— START OF Dataset entries —
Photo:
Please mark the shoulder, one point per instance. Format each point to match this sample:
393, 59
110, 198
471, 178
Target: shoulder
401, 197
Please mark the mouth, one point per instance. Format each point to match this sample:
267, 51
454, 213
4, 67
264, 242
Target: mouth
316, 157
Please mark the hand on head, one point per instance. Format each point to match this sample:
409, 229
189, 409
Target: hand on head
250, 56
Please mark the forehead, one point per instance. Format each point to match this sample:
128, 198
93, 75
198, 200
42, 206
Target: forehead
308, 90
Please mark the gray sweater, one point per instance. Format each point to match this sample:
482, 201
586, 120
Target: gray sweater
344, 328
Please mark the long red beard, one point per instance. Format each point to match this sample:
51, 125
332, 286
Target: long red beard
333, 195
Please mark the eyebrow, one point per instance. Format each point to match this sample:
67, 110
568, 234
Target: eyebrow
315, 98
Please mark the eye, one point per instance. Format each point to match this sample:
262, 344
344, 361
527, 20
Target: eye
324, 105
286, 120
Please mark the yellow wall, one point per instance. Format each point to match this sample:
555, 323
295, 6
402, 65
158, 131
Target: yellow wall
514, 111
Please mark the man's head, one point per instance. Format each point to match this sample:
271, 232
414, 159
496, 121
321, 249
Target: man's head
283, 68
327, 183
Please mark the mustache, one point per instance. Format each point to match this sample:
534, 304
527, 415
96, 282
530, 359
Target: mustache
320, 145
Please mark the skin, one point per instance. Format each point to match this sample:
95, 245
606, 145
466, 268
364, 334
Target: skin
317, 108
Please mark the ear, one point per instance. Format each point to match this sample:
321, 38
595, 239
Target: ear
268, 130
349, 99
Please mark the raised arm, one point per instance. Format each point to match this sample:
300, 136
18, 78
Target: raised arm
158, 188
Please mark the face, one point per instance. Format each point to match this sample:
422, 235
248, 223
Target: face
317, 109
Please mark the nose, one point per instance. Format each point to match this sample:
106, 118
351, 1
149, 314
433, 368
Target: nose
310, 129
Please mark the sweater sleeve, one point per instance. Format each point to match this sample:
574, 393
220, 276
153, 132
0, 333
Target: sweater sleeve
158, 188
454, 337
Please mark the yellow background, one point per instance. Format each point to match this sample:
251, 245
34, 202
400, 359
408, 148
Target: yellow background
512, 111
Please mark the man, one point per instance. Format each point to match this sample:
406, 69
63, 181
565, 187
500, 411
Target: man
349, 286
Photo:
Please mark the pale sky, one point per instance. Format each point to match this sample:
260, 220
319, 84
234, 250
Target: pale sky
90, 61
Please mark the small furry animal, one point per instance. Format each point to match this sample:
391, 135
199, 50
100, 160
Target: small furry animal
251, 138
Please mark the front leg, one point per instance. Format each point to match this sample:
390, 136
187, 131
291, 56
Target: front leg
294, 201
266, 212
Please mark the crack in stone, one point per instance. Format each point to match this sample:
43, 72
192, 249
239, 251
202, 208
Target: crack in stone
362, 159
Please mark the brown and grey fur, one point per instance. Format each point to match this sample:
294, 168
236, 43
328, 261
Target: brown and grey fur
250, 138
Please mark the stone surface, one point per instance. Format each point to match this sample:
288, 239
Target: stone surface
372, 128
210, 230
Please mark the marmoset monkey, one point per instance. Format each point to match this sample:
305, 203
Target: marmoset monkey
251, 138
— END OF Dataset entries —
▶ _Work required_
Repeat exactly the lines starting at the line with "Please mark the nose, one" and ending with the final line of the entries. Include nothing else.

▶ _Output_
Please mark the nose, one point per instance. Format each point to match this sample:
106, 118
351, 1
149, 314
433, 368
Target: nose
310, 129
Please mark the sweater sleeve, one point per instance. Format each point to match this sample:
574, 393
220, 276
153, 132
0, 333
Target: sweater sleeve
158, 188
454, 337
Please mark the yellow background, one point per instance. Format each point to match this sample:
251, 245
34, 202
400, 359
408, 148
Target: yellow background
512, 111
Please mark the man, one point per instance. Format each point to match this sample:
406, 69
63, 181
565, 187
500, 411
Target: man
349, 286
Photo:
Please mark the pale sky, one point per instance. Format each point to match this sample:
260, 220
319, 84
234, 250
Target: pale sky
90, 61
Please mark the small furry animal, one point per instance. Format each point to match this sample:
391, 135
199, 50
100, 160
Target: small furry animal
251, 138
Please mark the front leg, one point per instance. Format each point to match this sample:
390, 136
187, 131
291, 56
Target: front leg
294, 201
266, 212
Please mark the crack in stone, one point per instance. Format each point to match this sample:
43, 72
192, 249
239, 251
202, 208
Target: crack in stone
362, 159
Please mark the brown and grey fur, one point per instance. Format each point to match this sample:
294, 168
236, 43
328, 261
Target: brown and grey fur
250, 138
Please mark the stone surface, one point per instance. Format each point to match this sample:
288, 239
Target: stone surface
372, 128
210, 230
Please mark the marmoset monkey, one point per instance. Format each point to match this sample:
305, 203
Target: marmoset monkey
251, 138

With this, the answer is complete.